Task details | Can you print the part of the listing that opens with its first line and closes with the line containing "64], [168, 63]]", both included, with every character unchanged?
++++++++++++++++++++
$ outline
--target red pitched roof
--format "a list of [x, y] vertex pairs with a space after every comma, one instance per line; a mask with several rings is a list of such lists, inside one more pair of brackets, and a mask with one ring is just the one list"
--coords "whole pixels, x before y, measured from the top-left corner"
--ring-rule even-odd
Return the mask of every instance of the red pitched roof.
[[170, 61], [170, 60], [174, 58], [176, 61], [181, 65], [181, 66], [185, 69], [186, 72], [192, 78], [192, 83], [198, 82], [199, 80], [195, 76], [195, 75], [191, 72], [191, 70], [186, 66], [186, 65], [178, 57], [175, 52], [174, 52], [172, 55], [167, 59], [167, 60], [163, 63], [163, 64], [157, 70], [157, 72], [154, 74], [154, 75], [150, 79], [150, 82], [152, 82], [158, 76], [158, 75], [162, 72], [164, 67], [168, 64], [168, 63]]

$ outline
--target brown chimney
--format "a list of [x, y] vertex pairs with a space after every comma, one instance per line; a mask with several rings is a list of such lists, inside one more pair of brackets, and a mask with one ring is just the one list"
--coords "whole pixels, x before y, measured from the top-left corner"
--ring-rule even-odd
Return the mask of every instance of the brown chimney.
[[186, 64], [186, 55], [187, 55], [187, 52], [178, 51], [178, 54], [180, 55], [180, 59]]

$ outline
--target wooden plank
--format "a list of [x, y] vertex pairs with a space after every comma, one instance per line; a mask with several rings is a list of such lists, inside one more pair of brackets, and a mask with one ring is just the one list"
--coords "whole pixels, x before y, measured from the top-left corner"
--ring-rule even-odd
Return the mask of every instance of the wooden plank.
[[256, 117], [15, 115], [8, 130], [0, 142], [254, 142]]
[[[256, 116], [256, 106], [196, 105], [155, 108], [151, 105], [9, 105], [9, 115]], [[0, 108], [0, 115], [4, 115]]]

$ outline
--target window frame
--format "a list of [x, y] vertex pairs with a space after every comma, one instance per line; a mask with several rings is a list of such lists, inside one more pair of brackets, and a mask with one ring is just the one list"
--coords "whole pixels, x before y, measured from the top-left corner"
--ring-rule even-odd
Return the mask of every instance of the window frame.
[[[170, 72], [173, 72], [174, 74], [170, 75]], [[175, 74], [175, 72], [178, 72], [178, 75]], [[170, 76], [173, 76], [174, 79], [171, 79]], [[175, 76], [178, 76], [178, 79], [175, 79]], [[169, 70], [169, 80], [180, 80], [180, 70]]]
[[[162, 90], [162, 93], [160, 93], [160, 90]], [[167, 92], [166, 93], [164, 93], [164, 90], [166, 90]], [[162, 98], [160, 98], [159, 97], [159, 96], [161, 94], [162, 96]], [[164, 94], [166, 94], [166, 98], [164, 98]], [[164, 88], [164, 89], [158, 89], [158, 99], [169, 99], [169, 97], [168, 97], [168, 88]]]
++++++++++++++++++++
Solution to the exercise |
$ outline
--target red pitched roof
--format "a list of [x, y] vertex pairs with a space after every comma, one instance per line; a mask with several rings is a list of such lists, inside one more pair of brackets, and a mask with one ring is just the one list"
--coords "whole pixels, x before y, measured from the top-left corner"
--ring-rule even-odd
Return the mask of every instance of the red pitched roof.
[[170, 61], [170, 60], [174, 58], [176, 61], [181, 65], [181, 66], [185, 69], [186, 72], [192, 78], [192, 83], [198, 82], [199, 80], [195, 76], [195, 75], [191, 72], [191, 70], [186, 66], [186, 65], [178, 57], [175, 52], [174, 52], [172, 55], [167, 59], [167, 60], [163, 63], [163, 64], [157, 70], [157, 72], [154, 74], [154, 75], [150, 79], [150, 82], [152, 82], [158, 76], [158, 75], [162, 72], [164, 67], [168, 64], [168, 63]]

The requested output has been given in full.